--- Action item A ---
Set down, word for word, the stretch of the forum thread about the tuning adapter from "Had to reschedule" through "Info' screen also.".
--- Action item B ---
For each statement below, answer yes or no according to the forum thread about the tuning adapter, and quote the words from the thread that decide it.
(i) Darthsnipe says the cablecard in use is a multistream card.
(ii) Darthsnipe got rid of the problem by powering up the tuning adapter before the TiVo.
(iii) Chdwil says a multistream card is the wrong card to use.
--- Action item C ---
Extend the forum thread about the tuning adapter past its final line.

--- Given text ---
• • • • •

I will actually try that, i will respond with the results.

If anyone else knows any other ideas, please help!


----------



## Darthsnipe (Jun 28, 2010)

Had to reschedule Cablevision appointment today due to unfortunate circumstances. Still have "Acquiring Channel Info" issue. Anyone have any other suggestions or any numbers I should look at when going through diagnostics for the TA (give me a range for the numbers as well).

By the way,



dlramsey said:


> , In my experience the boot order is a little flaky--best guess is that the implementation of the SerialLink protocol on the TA is the culprit. Power down both devices, then power up the tuning adapter, wait 30 seconds or so, and then power on your TiVo. If I power up the TiVo first, then the tuning adapter, or both at the same time I get hung on the 'Acquiring Channel Info' screen also.


I had no dice wit this method.


----------



## Chdwil (Jun 20, 2010)

Did they try a different cable card? That may be your problem. Bypass the tuning adapter completely and if the problem is still there it is the cable card. They should give you a different card regaurdless just to be sure. It is a multistream card installed right?


----------



## Darthsnipe (Jun 28, 2010)

Chdwil said:


> Did they try a different cable card? That may be your problem. Bypass the tuning adapter completely and if the problem is still there it is the cable card. They should give you a different card regaurdless just to be sure. It is a multistream card installed right?


Yes, this is a multistream cablecard. Is this what my problem was all along???? Because, my M-Card seems to be working fine, it's only when my tuning adapter is connected that I get the "Acquiring Channel Information" Screen.


----------



## arizon (Apr 16, 2010)

So which channels are you getting when the TA is not connected? Analog only or Analog and some Digital?


----------



## Chdwil (Jun 20, 2010)

Darthsnipe said:


> Yes, this is a multistream cablecard. Is this what my problem was all along???? Because, my M-Card seems to be working fine, it's only when my tuning adapter is connected that I get the "Acquiring Channel Information" Screen.


Multi stream is the correct card to use. They should try a different card regaurdless to eliminate any chance it is not working correctly.


----------



## dlramsey (Feb 19, 2006)

• • • • •

--- Extracted records ---
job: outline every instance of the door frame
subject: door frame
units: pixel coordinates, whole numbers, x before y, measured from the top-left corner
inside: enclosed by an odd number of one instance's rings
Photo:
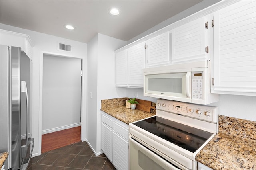
[[[41,154],[42,149],[42,102],[43,102],[43,68],[44,55],[50,55],[56,57],[71,58],[80,59],[82,60],[82,80],[81,88],[81,140],[82,141],[86,141],[86,104],[85,102],[86,94],[86,58],[84,57],[74,57],[66,54],[52,53],[45,51],[40,51],[40,76],[39,76],[39,114],[38,117],[38,155]]]

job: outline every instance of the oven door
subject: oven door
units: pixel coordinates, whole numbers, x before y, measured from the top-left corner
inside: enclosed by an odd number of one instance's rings
[[[188,170],[178,163],[157,154],[154,149],[145,147],[131,135],[129,138],[130,170]]]

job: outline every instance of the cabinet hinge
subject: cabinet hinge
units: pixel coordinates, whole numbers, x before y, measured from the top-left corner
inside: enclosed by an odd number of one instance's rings
[[[209,47],[207,46],[205,47],[205,52],[207,53],[209,53]]]
[[[206,29],[208,29],[208,21],[205,23],[205,28],[206,28]]]
[[[212,20],[212,27],[213,27],[214,26],[214,20]]]
[[[212,86],[213,86],[214,85],[214,79],[212,78]]]

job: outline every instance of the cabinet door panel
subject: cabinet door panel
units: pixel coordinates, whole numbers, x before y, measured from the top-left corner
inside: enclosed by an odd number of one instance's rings
[[[104,123],[101,124],[101,149],[109,160],[112,161],[113,131]]]
[[[127,49],[116,54],[116,85],[127,86]]]
[[[113,132],[113,163],[118,170],[129,169],[129,142]]]
[[[189,22],[171,31],[172,63],[206,59],[205,47],[209,42],[205,23],[210,15]]]
[[[113,130],[118,133],[127,140],[129,140],[129,126],[123,122],[118,123],[114,121],[113,123]]]
[[[169,64],[169,41],[168,32],[147,41],[147,67]]]
[[[128,49],[128,86],[143,87],[143,69],[145,68],[145,43],[134,45]]]
[[[241,1],[214,13],[212,92],[256,95],[256,2]]]

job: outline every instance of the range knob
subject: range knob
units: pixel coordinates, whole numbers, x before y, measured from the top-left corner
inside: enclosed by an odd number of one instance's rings
[[[210,113],[209,111],[206,111],[204,112],[204,115],[205,115],[206,116],[209,116],[210,115],[211,115],[211,113]]]
[[[194,109],[189,109],[189,111],[191,113],[194,113]]]
[[[201,113],[202,113],[202,111],[200,110],[196,110],[196,114],[198,115],[200,115]]]

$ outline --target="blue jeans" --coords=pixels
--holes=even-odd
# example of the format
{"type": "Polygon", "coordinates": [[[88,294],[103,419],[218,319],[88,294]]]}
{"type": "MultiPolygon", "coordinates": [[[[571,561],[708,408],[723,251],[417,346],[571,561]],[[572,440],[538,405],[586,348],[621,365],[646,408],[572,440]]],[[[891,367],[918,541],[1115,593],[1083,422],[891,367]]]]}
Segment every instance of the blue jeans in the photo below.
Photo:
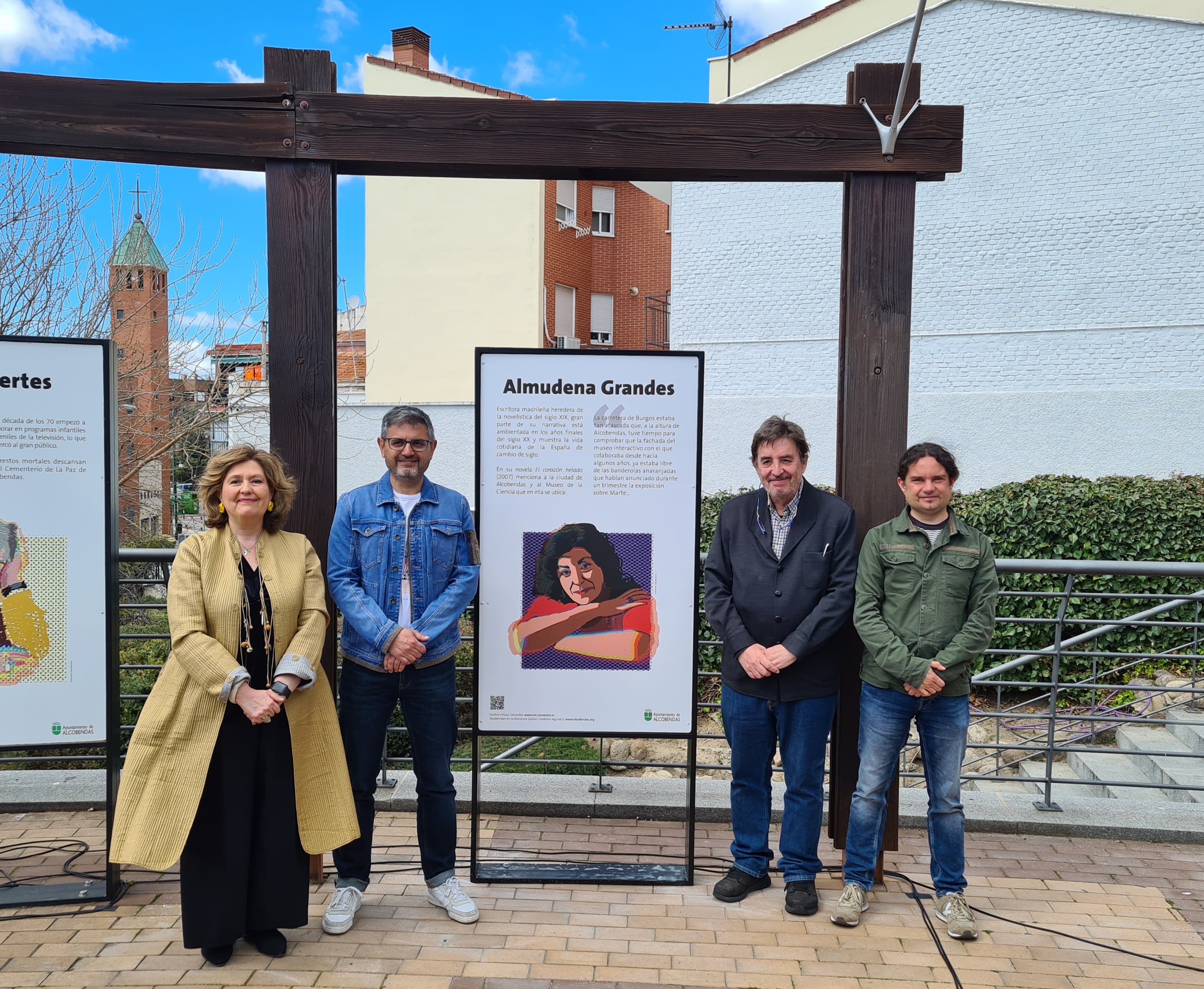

• • • • •

--- Expected answer A ---
Had to reschedule Cablevision appointment today due to unfortunate circumstances. Still have "Acquiring Channel Info" issue. Anyone have any other suggestions or any numbers I should look at when going through diagnostics for the TA (give me a range for the numbers as well).

By the way,



dlramsey said:


> , In my experience the boot order is a little flaky--best guess is that the implementation of the SerialLink protocol on the TA is the culprit. Power down both devices, then power up the tuning adapter, wait 30 seconds or so, and then power on your TiVo. If I power up the TiVo first, then the tuning adapter, or both at the same time I get hung on the 'Acquiring Channel Info' screen also.

--- Expected answer B ---
(i) Yes: "Yes, this is a multistream cablecard."
(ii) No: "I had no dice wit this method."
(iii) No: "Multi stream is the correct card to use."

--- Expected answer C ---
Darthsnipe said:


> I had no dice wit this method.


Bummer. Sounds like maybe your TA isn't authorized on the cable company's end of things (eight blinks?), or it's not got a good connection to the headend on the signaling channel. Although, given the # of visits you wrote about that either means it isn't the problem, or your cable company is run by 5 year-olds.

If you search the forum--somebody at some point a few years ago posted a link to the diagnostics manual for the Cisco TAs. If you can find it, you should be able to go through it and figure out what the problem is so you can clue your cable company in on it.


----------



## Darthsnipe (Jun 28, 2010)

dlramsey said:


> Bummer. Sounds like maybe your TA isn't authorized on the cable company's end of things (eight blinks?), or it's not got a good connection to the headend on the signaling channel. Although, given the # of visits you wrote about that either means it isn't the problem, or your cable company is run by 5 year-olds.
> 
> If you search the forum--somebody at some point a few years ago posted a link to the diagnostics manual for the Cisco TAs. If you can find it, you should be able to go through it and figure out what the problem is so you can clue your cable company in on it.


Yea solid green light. I saw the guide before making this post and I have none of those issues actually...it's just stuck at acquiring channels. I just wish Cablevision would use the Motorola tuning adapters instead of the Cisco/SA adapters. I remember using Motorola tuning adapters on an old TV from FiOS when I had them in the past and it worked like a dream.

Heck, I even exchanged the TiVo box at Best Buy just to see if it was the box and still no dice after rebinding the cable card and tuning adapter with a call to the company.

For my first time experiencing TiVo, it has been very unpleasant and i've lost sleep watching these forums for a solution lol.



arizon said:


> So which channels are you getting when the TA is not connected? Analog only or Analog and some Digital?


I am actually getting most of my subscribed channels except for a few showtime, starz, encore channels. Also, all the international channels which I subscribed to (Filipino Package) are not available. And I know those use switched digital. When the TA is connected and on (solid green light), I just get booted to "acquiring channel information" screen as soon as it's on.



Chdwil said:


> Multi stream is the correct card to use. They should try a different card regaurdless to eliminate any chance it is not working correctly.


I will let the technician know tomorrow to see if he can swap out the CableCard M-Card. He was really knowledgeable when I first met him yesterday and he even said it himself: "Ever since cable companies started rolling out these Tuning Adapter pieces, it has been nothing but glitches. if only the cable companies can agree to put all channels on the card and just update the card for the customer's subscribed channels, you wouldn't have 4 techs coming to your house". It was unfortunate that I had to cancel on him that day but I managed to get a hold of the lead supervisor's number of his region and get him as a technician tomorrow. I have hopes in him.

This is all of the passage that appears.